[Instructions to follow] Below are the entries; output exactly the lines from the one containing "the player's wrist;" through the final line, inclusive.

[Object pointing dataset rows]
..............................
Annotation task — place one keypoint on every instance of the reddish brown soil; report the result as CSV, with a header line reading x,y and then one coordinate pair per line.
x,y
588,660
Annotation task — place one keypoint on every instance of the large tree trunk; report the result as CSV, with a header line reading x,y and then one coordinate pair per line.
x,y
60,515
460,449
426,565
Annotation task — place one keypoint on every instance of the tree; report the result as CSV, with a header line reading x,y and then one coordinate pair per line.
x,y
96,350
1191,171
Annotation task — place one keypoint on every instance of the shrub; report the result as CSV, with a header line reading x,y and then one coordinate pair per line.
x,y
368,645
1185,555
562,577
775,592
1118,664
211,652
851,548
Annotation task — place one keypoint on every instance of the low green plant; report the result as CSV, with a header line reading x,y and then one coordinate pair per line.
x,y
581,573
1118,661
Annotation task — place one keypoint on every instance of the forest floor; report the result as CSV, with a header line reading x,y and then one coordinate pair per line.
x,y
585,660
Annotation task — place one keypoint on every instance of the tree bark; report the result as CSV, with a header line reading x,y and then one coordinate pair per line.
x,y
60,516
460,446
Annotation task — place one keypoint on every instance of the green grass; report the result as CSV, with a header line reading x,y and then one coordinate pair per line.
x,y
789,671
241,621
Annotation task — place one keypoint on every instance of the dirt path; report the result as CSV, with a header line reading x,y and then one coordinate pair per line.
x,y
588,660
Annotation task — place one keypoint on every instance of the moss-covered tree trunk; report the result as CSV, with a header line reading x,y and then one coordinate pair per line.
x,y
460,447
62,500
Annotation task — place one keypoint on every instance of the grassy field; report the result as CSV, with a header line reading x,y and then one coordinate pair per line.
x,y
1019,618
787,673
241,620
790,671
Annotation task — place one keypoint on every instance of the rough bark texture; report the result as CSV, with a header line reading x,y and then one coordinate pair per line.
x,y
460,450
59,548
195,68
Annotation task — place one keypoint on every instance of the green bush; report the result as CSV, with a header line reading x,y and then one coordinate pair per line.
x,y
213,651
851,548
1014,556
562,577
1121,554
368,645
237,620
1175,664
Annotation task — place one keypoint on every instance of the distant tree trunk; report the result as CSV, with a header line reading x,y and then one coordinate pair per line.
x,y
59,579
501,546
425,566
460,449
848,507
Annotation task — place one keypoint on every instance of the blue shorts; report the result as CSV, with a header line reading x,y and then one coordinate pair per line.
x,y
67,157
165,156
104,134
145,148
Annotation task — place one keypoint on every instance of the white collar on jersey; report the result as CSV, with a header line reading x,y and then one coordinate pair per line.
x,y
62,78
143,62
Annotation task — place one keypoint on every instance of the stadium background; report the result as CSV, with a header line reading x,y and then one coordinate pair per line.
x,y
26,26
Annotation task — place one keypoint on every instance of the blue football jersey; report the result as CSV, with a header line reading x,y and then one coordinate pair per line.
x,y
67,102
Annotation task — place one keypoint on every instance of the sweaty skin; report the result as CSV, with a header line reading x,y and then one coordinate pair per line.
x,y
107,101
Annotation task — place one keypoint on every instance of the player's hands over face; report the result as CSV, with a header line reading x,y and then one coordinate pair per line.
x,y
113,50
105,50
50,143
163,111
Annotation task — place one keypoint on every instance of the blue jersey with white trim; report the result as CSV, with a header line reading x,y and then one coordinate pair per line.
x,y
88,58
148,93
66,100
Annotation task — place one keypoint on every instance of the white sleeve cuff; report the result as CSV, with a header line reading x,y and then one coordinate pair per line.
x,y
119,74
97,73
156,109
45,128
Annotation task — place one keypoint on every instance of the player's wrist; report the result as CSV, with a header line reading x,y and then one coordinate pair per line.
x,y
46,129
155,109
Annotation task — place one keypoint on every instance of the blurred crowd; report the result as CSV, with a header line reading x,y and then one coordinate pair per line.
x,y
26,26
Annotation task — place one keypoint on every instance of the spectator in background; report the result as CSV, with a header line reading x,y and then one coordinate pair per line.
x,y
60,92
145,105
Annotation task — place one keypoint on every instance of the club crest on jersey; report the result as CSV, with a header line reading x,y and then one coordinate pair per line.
..............................
[Correct answer]
Annotation task — place one keypoint on every instance of the player's wrist; report the result as CSV, with a header line reading x,y and then one coordinate pair per line.
x,y
46,129
155,109
Annotation task — place one keypoint on every instance of the blurred crowd; report the result as CSV, with a header line reading x,y and then one coordinate pair per line.
x,y
26,26
Annotation task — place one keypoint on every instance of the spectator in background; report the result as CSV, with a header line reading x,y and then one coordinate pair per line.
x,y
60,92
145,105
Annotation task — place one keypoint on every instance of the club crest on jersey; report the result as CSV, with a header line reading x,y and then one coordinate pair per line.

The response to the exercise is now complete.